** DATA PROVIDED **
──────────────────────────────
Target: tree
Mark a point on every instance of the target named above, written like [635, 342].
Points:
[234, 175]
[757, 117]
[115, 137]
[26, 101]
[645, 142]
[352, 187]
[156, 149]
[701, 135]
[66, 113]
──────────────────────────────
** WHAT THE TASK REQUIRES **
Please return the records above in their exact form.

** SOLUTION TO THIS EXERCISE **
Target: tree
Mark a point on every instance of the target named above, written like [635, 342].
Points:
[234, 175]
[757, 117]
[115, 137]
[26, 101]
[645, 142]
[352, 187]
[156, 149]
[701, 135]
[66, 113]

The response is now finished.